▶ Trecho fornecido
------------------------------------------------------------------------

Madre Cristina
Há pessoas que se confundem com a causa que abraçam; há pessoas que se confundem com a Instituição a que pertencem. Madre Cristina criou o Instituto Sedes Sapientiae em 1977 e, desde então, marca indelével distingue essa Instituição: o respeito à diferença e o compromisso com a Justiça. "O Instituto Sedes Sapientiae é um espaço aberto aos que quiserem estudar e praticar um projeto de transformação da sociedade, visando atingir um mundo onde a Justiça Social seja a grande lei" (Madre Cristina).
O que tornou Madre Cristina uma referência obrigatória no cenário político brasileiro e um ponto de inflexão para o campo de elaboração psicológico, certamente tem sua origem na sua formação e na sua opção profissional, religiosa e política.
Nascida em 1916, na cidade de Jaboticabal em São Paulo, cresceu entre discussões políticas e o aprendizado do respeito e amor ao próximo. Licenciada em Filosofia e Pedagogia (1940) pela então Faculdade Sedes Sapientiae, estudou Freud após abraçar a vida religiosa. Completou seus estudos na Europa e doutorou-se em Psicologia em 1954, na Pontifícia Universidade Católica de São Paulo. Publicou vários textos e livros na área de conhecimento da psicologia.
Contudo, o ponto de inflexão no campo político estender-se-ia mais além do que supunha Madre Cristina e todos os que participaram da fundação da Instituição: o Instituto Sedes Sapientiae tornou-se âncora e porto seguro para as aflições dos incontáveis perseguidos políticos não só do Brasil como de outros países do Cone Sul.
Abrigou entidades e organizações não governamentais de defesa da cidadania e de educação. Para os que porventura não sabem e mesmo para os que não se recordam mais, no ano de 1977 o Brasil estava mergulhado dentro de um violento Regime Militar, fortalecido pelo seu tempo de vigência e de progressiva impunidade.
A prisão, a tortura e o assassinato; o exílio, o banimento e a crescente restrição à liberdade de expressão e de reunião, determinavam a clandestinidade de um contingente significativo de opositores. O Brasil tornou-se uma nação amordaçada.
De acordo com pesquisas feitas nos Diários Oficiais da União e dos Estados com os documentos da época organizados pelos comitês e movimentos de anistia, havia 500 mil brasileiros atingidos pela ditadura, entre processados, condenados e presos, muitos desaparecidos e mortos. No Exterior viviam 10 mil brasileiros exilados e ainda, entre demitidos do trabalho, cassados e aposentados compulsoriamente, havia 4.877 cidadãos. A lista circunstanciada pelas entidades de anista e pelos advogados, a partir de documentos das Auditorias militares, crescia significativamente, até que os brasileiros, indignados, tomaram a si a Determinação de exigir a anistia e a reinstalação da liberdade no país.

------------------------------------------------------------------------

▶ Partes do exercício
(a) De acordo com o trecho sobre Madre Cristina, em que ano e em qual instituição ela obteve o doutorado em Psicologia?
(b) Transcreva do trecho sobre Madre Cristina a passagem que começa em "De acordo com" e vai até "liberdade no país.", inclusive.

▶ Material fornecido

------------------------------------------------------------------------

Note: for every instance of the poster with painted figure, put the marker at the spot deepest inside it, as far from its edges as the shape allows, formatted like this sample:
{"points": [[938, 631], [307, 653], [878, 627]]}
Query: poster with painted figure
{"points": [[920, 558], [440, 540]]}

------------------------------------------------------------------------

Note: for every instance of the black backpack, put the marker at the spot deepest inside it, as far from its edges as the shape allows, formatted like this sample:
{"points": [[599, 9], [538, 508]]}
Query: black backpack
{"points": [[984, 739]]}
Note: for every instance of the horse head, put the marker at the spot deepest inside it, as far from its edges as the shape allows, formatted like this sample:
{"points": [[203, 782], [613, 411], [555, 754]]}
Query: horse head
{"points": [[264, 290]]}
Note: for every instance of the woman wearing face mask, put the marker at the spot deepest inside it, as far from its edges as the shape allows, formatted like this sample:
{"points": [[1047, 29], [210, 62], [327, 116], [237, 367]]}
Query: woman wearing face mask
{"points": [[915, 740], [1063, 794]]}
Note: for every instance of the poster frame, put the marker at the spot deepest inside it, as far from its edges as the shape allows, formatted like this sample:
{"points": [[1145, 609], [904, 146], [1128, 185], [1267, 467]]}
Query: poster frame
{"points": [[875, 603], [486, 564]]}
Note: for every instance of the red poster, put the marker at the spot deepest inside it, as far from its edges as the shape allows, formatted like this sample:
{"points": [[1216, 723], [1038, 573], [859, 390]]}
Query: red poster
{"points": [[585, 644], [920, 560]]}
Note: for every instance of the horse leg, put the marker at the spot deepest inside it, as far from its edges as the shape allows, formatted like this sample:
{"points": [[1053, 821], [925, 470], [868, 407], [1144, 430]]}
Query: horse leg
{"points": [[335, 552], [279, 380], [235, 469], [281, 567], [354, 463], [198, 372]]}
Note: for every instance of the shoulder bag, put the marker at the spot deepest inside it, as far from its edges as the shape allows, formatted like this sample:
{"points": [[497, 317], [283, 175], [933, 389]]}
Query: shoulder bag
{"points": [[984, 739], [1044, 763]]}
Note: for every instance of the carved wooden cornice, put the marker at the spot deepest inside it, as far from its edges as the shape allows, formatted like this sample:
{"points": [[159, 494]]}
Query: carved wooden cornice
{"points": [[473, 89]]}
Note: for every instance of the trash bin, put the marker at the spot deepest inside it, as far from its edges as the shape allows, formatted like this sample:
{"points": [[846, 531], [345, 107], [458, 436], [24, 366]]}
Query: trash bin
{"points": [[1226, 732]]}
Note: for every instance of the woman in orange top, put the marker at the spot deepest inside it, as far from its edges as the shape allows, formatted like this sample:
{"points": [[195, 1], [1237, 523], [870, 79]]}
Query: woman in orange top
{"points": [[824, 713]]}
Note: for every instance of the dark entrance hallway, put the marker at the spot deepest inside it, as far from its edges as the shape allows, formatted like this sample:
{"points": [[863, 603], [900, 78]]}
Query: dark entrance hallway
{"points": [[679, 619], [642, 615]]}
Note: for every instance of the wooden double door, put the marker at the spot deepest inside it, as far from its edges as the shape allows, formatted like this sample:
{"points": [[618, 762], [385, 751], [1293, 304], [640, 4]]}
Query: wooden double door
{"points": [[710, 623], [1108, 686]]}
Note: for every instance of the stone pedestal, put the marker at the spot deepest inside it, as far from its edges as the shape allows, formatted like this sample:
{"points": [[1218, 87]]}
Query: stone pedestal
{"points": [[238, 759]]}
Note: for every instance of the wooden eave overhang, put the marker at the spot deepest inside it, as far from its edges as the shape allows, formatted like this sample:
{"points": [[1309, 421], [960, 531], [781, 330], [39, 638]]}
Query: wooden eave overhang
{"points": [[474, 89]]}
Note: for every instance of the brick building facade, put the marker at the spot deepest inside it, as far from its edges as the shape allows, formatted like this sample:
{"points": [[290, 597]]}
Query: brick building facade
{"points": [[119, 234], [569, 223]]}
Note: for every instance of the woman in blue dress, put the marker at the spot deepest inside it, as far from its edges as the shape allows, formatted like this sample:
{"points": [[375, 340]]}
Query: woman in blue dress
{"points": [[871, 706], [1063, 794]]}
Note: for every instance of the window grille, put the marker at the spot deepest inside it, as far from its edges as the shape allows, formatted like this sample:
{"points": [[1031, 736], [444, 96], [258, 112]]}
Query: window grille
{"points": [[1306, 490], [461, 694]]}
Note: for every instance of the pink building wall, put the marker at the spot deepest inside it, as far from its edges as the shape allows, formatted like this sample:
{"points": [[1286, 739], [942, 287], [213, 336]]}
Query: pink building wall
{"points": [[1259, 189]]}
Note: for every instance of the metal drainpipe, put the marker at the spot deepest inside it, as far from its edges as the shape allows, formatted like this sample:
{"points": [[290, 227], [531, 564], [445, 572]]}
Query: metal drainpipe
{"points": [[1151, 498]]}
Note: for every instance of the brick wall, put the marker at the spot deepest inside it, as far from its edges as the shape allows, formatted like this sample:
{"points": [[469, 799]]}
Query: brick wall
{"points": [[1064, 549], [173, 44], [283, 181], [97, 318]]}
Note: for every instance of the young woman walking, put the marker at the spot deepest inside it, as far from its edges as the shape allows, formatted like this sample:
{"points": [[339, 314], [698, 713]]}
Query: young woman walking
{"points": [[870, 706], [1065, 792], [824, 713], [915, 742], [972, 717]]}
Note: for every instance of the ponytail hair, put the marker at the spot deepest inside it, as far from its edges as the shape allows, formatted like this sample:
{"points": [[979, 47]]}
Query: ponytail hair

------------------------------------------------------------------------

▶ Respostas dos exercícios
(a) Em 1954, na Pontifícia Universidade Católica de São Paulo.

(b)
De acordo com pesquisas feitas nos Diários Oficiais da União e dos Estados com os documentos da época organizados pelos comitês e movimentos de anistia, havia 500 mil brasileiros atingidos pela ditadura, entre processados, condenados e presos, muitos desaparecidos e mortos. No Exterior viviam 10 mil brasileiros exilados e ainda, entre demitidos do trabalho, cassados e aposentados compulsoriamente, havia 4.877 cidadãos. A lista circunstanciada pelas entidades de anista e pelos advogados, a partir de documentos das Auditorias militares, crescia significativamente, até que os brasileiros, indignados, tomaram a si a Determinação de exigir a anistia e a reinstalação da liberdade no país.